— Start EXTRACTED RECORDS —

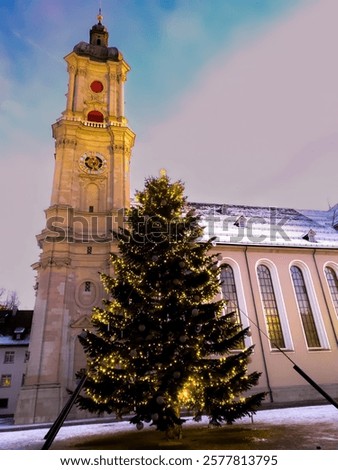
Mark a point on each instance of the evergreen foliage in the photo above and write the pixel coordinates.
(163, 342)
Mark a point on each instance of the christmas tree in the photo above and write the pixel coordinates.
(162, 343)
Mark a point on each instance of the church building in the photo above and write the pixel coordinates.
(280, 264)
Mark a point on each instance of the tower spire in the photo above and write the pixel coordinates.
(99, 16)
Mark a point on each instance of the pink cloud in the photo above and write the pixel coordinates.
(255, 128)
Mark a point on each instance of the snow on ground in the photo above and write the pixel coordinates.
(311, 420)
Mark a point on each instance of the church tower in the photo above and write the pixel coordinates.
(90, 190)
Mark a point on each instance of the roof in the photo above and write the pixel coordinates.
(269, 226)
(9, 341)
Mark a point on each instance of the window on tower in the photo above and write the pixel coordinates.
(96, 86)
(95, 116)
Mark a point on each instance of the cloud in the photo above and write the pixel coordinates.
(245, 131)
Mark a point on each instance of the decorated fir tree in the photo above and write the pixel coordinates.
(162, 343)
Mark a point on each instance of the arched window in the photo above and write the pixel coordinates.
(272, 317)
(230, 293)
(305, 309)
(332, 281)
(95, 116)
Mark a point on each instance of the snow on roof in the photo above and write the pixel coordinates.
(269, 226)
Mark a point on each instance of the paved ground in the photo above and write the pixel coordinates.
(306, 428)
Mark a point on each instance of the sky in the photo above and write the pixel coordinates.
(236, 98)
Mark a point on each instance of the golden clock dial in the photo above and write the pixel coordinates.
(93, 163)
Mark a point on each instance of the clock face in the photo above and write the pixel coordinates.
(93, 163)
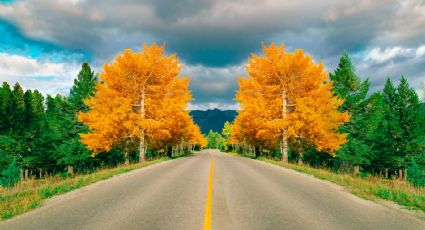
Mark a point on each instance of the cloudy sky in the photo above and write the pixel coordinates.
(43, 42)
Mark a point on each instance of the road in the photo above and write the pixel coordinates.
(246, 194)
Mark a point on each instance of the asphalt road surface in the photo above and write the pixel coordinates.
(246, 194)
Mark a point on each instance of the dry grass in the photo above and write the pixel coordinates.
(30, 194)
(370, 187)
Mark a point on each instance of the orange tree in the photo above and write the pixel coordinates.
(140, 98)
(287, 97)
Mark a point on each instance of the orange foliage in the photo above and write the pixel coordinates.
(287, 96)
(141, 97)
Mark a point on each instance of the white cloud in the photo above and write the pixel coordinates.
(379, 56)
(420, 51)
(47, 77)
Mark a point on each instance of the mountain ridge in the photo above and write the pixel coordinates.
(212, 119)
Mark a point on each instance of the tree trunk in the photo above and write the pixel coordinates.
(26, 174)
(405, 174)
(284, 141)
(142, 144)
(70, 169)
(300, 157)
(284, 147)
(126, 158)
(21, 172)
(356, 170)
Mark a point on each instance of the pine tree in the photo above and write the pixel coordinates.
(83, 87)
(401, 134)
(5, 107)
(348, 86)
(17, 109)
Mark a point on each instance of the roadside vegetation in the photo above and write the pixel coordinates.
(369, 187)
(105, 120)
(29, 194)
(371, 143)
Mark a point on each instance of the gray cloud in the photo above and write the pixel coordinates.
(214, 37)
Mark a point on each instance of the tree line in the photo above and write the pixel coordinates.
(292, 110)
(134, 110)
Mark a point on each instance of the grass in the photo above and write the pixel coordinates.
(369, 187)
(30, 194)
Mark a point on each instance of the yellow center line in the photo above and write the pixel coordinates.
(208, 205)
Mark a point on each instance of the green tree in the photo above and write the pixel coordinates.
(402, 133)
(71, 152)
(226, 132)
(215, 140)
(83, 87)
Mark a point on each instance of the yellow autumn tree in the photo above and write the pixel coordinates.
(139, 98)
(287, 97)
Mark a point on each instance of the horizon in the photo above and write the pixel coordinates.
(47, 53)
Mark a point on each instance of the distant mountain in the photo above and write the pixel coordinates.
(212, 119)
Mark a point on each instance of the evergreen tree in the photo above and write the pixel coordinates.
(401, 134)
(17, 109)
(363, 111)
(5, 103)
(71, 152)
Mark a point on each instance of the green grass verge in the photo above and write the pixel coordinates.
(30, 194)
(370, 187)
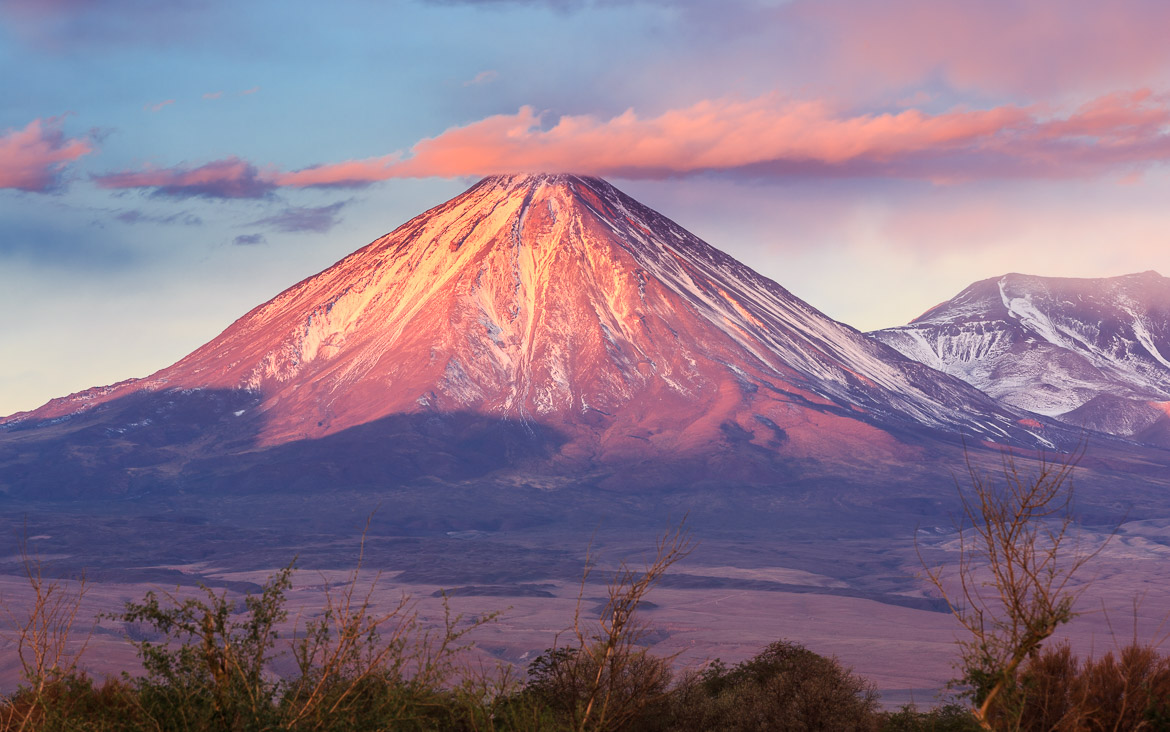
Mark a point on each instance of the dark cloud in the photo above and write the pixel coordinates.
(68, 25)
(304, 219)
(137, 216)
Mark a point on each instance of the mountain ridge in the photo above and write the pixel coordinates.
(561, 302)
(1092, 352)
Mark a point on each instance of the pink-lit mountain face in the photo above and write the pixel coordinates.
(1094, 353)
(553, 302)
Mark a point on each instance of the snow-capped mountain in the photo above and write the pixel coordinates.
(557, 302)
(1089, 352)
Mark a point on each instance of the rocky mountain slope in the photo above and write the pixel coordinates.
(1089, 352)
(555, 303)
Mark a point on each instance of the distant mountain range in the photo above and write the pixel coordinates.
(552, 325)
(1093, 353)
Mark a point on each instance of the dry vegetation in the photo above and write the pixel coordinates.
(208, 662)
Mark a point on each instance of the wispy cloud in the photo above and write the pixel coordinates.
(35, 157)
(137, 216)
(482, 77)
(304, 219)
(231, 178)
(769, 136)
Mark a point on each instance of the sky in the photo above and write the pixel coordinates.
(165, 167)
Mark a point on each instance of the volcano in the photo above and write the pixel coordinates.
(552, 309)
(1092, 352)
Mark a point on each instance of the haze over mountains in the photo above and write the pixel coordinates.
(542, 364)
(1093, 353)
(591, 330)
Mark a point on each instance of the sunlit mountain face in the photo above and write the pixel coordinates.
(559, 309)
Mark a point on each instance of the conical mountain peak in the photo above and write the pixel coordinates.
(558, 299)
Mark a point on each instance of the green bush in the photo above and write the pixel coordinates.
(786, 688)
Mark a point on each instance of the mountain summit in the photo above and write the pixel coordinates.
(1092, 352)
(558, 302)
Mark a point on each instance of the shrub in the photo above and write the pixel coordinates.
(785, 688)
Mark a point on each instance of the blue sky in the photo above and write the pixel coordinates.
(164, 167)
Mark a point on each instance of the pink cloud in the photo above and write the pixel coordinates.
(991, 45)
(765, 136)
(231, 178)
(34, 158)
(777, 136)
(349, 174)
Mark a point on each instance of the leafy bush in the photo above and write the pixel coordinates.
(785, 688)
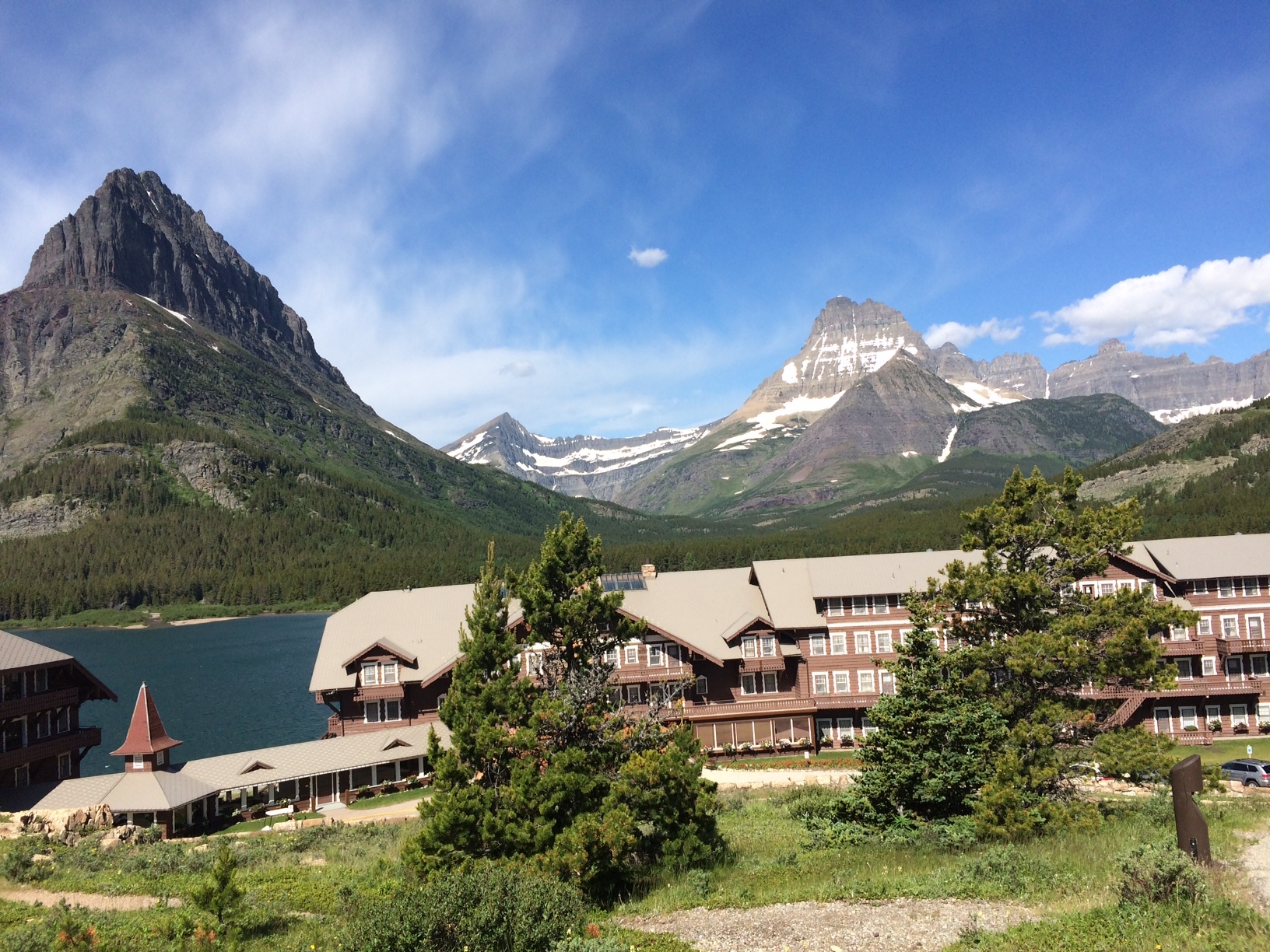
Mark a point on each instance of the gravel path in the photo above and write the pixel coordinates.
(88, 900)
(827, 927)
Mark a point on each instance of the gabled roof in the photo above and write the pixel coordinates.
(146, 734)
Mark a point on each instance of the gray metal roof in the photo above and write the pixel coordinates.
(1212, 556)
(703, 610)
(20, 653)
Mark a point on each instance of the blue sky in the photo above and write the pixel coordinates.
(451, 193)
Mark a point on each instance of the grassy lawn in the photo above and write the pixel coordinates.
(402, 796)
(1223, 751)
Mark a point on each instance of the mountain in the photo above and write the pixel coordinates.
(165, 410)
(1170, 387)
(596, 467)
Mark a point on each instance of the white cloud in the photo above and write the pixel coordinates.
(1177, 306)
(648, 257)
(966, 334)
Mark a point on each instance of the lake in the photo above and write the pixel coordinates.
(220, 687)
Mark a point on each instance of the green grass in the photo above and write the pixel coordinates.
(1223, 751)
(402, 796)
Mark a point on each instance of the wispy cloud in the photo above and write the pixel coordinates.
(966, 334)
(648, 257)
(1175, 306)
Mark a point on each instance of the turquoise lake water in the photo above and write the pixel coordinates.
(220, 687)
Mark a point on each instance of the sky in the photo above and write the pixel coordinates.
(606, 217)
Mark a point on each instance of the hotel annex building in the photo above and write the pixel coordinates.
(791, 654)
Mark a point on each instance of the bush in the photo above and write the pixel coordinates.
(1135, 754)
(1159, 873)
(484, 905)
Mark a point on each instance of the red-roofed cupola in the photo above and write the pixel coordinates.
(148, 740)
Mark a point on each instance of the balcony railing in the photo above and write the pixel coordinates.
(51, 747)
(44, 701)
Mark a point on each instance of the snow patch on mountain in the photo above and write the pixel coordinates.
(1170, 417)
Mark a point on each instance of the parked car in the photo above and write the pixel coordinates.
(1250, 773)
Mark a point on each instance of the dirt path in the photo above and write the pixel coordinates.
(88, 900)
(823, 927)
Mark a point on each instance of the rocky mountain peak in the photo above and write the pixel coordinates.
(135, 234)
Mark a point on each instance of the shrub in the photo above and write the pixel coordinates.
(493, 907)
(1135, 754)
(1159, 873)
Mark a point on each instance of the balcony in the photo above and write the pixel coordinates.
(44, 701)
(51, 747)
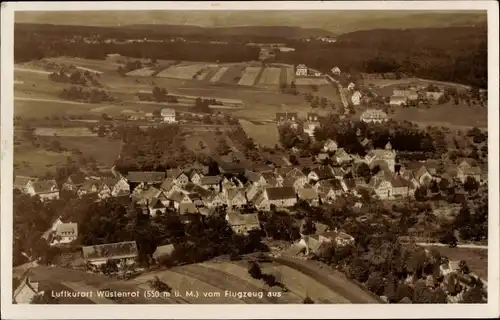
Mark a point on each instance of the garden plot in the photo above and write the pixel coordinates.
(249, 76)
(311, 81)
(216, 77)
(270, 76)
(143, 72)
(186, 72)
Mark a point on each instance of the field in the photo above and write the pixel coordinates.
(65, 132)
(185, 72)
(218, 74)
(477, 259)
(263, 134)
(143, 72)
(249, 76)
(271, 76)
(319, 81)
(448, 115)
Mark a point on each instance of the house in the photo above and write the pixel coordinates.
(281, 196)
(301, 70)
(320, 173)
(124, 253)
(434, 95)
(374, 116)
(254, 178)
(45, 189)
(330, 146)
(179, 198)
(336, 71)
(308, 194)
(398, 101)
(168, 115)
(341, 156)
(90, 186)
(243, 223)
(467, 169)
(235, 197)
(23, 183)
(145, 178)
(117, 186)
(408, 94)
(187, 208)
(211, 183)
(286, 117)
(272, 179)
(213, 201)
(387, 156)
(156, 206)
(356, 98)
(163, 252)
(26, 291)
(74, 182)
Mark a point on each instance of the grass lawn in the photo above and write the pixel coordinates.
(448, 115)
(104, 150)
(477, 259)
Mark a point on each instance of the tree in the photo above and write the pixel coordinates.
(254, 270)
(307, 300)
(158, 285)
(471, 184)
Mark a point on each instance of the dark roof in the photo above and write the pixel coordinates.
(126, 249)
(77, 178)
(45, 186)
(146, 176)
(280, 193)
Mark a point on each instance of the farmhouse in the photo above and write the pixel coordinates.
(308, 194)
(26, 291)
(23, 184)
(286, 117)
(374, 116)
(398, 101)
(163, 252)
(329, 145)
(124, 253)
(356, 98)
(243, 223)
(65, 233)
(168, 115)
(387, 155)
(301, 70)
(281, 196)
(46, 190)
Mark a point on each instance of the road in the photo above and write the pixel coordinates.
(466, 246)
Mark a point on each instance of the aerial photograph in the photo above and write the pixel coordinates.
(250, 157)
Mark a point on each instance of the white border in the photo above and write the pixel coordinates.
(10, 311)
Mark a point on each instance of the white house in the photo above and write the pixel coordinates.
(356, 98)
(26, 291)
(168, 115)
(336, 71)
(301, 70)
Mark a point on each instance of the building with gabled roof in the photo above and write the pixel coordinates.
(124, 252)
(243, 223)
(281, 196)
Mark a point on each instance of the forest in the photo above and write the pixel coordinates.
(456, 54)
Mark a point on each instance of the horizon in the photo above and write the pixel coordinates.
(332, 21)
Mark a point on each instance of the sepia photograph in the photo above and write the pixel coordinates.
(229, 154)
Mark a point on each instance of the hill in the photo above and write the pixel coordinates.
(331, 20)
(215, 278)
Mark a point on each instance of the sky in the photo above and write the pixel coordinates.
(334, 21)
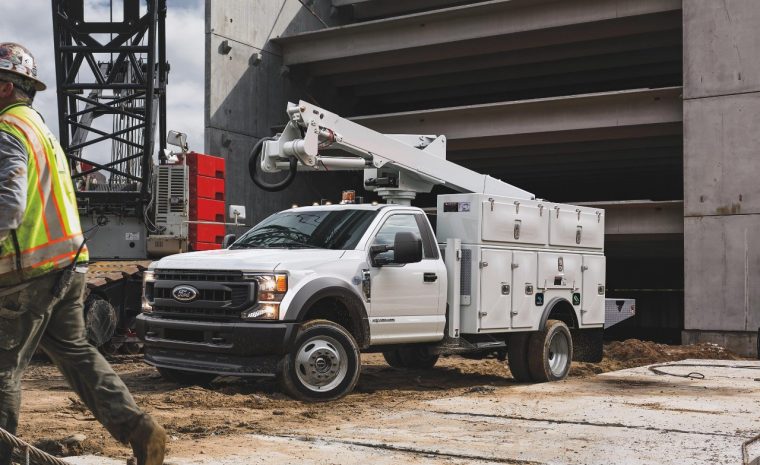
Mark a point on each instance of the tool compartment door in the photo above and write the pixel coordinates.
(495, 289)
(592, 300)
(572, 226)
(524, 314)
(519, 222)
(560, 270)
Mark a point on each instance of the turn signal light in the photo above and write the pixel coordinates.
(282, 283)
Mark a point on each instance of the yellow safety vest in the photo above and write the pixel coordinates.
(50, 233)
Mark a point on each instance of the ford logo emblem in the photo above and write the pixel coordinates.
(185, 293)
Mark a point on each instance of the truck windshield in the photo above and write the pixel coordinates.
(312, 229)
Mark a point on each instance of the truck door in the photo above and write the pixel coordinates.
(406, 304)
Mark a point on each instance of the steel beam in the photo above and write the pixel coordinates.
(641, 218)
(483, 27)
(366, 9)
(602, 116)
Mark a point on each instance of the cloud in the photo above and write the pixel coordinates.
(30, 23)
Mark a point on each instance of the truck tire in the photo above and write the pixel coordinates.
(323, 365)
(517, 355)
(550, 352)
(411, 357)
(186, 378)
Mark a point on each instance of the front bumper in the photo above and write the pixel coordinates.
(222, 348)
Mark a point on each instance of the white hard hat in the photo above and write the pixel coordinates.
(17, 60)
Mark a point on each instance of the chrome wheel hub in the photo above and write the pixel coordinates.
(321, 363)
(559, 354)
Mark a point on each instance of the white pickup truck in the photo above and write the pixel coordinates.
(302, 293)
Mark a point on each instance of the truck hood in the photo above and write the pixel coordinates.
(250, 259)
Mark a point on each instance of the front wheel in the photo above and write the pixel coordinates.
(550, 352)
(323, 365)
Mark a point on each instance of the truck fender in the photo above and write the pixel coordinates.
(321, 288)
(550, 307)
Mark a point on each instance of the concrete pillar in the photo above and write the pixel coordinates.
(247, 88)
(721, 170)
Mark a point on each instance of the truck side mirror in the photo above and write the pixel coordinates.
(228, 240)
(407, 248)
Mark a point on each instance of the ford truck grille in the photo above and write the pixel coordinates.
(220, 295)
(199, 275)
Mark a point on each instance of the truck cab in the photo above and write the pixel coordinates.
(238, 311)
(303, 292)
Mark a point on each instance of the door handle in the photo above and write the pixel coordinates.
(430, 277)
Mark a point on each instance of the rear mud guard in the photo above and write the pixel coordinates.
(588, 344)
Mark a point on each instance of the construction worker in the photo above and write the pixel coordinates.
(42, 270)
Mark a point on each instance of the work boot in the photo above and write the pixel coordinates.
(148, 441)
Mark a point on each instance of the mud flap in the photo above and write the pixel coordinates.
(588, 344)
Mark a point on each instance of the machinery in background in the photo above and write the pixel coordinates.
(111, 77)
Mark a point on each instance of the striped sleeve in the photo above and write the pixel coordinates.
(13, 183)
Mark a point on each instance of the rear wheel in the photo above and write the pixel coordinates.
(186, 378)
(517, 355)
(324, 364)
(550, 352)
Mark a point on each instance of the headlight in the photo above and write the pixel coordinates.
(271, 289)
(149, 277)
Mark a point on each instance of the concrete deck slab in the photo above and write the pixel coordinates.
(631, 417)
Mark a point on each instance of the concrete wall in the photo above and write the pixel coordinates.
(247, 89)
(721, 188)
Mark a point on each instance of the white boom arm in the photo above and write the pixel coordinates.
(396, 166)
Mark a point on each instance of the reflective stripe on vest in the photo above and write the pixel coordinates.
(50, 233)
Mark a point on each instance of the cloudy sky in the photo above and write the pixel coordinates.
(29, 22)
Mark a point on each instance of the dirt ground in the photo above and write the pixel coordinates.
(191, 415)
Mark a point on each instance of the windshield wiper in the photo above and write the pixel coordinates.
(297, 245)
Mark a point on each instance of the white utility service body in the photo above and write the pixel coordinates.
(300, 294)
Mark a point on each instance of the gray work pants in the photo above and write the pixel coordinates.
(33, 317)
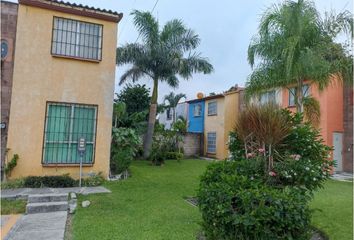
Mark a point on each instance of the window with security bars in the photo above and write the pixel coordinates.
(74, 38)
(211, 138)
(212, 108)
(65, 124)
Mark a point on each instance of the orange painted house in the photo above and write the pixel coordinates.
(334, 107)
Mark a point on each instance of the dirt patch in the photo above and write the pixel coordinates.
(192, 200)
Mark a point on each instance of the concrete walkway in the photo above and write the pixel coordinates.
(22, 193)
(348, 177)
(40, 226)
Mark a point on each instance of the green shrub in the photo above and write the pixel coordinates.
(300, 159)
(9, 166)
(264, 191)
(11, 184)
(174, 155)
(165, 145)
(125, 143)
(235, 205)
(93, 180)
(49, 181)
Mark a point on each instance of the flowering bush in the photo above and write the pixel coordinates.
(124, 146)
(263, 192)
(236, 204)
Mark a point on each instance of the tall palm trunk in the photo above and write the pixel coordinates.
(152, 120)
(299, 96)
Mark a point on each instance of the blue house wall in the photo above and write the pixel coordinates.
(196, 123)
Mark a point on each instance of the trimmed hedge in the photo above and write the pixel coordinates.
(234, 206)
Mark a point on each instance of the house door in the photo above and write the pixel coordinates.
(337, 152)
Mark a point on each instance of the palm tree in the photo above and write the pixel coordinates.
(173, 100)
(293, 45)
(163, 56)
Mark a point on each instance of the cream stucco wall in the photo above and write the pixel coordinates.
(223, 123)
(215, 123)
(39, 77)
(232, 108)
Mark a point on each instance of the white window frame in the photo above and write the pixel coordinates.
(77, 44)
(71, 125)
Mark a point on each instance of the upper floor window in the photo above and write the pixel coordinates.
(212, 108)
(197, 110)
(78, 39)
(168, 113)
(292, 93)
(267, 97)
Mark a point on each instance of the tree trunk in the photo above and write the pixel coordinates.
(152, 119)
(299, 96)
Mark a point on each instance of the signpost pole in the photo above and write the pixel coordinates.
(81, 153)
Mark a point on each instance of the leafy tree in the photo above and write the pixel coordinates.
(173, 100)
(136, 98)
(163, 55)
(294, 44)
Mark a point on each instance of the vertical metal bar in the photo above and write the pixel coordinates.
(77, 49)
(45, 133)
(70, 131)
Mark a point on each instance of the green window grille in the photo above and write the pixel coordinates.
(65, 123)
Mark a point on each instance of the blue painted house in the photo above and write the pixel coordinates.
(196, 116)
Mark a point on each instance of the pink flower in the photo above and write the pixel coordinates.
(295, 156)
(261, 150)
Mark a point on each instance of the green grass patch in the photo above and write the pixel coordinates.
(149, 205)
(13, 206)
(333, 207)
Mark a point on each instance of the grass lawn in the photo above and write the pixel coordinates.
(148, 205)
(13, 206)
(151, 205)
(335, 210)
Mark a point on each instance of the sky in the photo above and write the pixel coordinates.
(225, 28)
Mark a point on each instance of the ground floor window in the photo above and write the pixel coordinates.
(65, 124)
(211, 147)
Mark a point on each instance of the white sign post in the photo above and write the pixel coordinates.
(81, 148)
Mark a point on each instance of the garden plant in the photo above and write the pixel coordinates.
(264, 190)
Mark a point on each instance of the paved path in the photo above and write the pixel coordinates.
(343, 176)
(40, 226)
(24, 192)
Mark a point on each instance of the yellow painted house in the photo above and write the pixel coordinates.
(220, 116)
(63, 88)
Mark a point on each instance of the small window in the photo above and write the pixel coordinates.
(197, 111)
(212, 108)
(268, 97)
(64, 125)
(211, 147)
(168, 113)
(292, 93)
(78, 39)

— End EXTRACTED RECORDS —

EXERCISE PROMPT
Retype only the lines running from the line with "Mark a point on each instance of the green window" to the end of the listing, including both of those lines.

EXERCISE SOLUTION
Mark a point on each instance of the green window grille in the photo above and write the pixel coordinates.
(65, 123)
Mark a point on each instance of the blue painted house in the photo above and write the pixel coordinates.
(196, 116)
Mark a point on each instance of the pink flower in the photo above and write the pixel coordinates.
(295, 156)
(261, 150)
Mark a point on each instance of the green grass patch in the photo above and write the pixel coordinates.
(149, 205)
(13, 206)
(333, 207)
Mark a point on each instance of the grass lawn in the photo above and write the pixel coordinates.
(148, 205)
(13, 206)
(151, 205)
(335, 210)
Mark a point on each instance of the sky in the photo above and write the pixel coordinates.
(225, 28)
Mark a point on each instance of the ground floor window in the photo above and write the pixel coordinates.
(65, 124)
(211, 147)
Mark a point on each instance of the white sign post in the photo above and write the pixel coordinates.
(81, 148)
Mark a point on each instance of the garden plant in the photo above and write the pixel coordinates.
(264, 190)
Mark a point on each instance of the paved path in the photo above and write the pixel coordinates.
(343, 176)
(40, 226)
(24, 192)
Mark a point on each instance of the yellow painted house in the photo above and write the pixel coordinates.
(220, 116)
(63, 88)
Mark a point on each instance of the small window in the photo above and write the pixel coordinates.
(197, 111)
(212, 108)
(268, 97)
(64, 125)
(211, 147)
(168, 113)
(292, 93)
(78, 39)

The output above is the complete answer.